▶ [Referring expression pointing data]
________
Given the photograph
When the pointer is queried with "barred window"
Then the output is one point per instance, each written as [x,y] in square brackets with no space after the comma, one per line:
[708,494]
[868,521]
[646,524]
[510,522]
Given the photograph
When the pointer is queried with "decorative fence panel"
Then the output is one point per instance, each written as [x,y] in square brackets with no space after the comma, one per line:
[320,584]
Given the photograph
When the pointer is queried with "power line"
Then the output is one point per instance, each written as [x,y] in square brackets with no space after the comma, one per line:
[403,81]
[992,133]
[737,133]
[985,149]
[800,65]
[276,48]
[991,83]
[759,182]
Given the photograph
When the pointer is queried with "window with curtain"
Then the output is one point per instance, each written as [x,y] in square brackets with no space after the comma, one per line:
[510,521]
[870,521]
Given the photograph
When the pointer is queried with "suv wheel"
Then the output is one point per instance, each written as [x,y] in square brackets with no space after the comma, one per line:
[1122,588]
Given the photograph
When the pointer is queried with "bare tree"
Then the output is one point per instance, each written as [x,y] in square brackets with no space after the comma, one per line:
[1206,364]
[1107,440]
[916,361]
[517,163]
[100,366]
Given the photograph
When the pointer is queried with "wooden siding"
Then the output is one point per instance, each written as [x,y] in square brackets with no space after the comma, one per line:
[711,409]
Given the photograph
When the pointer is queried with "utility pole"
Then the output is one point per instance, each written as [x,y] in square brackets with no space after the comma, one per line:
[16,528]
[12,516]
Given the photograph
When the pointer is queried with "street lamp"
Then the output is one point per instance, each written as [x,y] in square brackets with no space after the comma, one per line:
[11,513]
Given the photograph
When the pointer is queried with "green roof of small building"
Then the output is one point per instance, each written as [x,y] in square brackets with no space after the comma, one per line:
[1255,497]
________
▶ [PROBLEM TO SOLVE] For every entry above, write out an exact copy.

▶ [ANSWER AREA]
Given the photograph
When the pointer is queried with "barred window"
Then the output is one point per instance, each written as [x,y] in square brackets with no space after the comma, one per line:
[708,494]
[868,521]
[646,524]
[510,522]
Given the photograph
When the pointer is queried with "decorative fence panel"
Then the output is one point per instance, each written as [x,y] in square brackets with no space after the comma, one per line:
[320,584]
Given the photograph
When the pointer is queried with "power line"
Then the output is one point per instance, each written as [x,y] in square brackets with no space after the comma, one per line:
[403,81]
[992,133]
[737,133]
[985,149]
[800,65]
[276,48]
[991,83]
[759,182]
Given the photograph
When the pointer is queried with "window with curtain"
Then the output is one point per instance, each written as [x,y] in square brackets with no space after the comma, one per line:
[510,521]
[870,521]
Given the photograph
When the pointer is queried with "suv wheel"
Then the output is one point per instance, each written as [x,y] in square brackets with no space after the comma, one per line:
[1122,588]
Given the photograph
When the pointer is queried with "bare tree"
Then the output is one point per instance, each written as [x,y] in square brackets with no space after the comma, one per line:
[1206,364]
[1107,440]
[916,361]
[517,163]
[100,366]
Given the photograph
When the pointer is queried with "wooden siding"
Then the output is one point per instance, each written as [x,y] in square brackets with no space after the comma, one per line:
[711,409]
Given the photograph
When the pointer is queried with "utility pole"
Then the output is one point per instance, each written as [x,y] in square brackets with no space after the comma, one per line:
[16,528]
[12,516]
Given the photograph
When the pointer is queried with "street lamp"
Then the output is one point per instance, each written as [x,y] in square brackets with no space after the comma, one per line:
[11,513]
Given the photograph
When the pointer is queried with "green roof of small building"
Then the output is one point per instance, each written as [x,y] in square brackets with no space after the comma, one per line:
[1255,497]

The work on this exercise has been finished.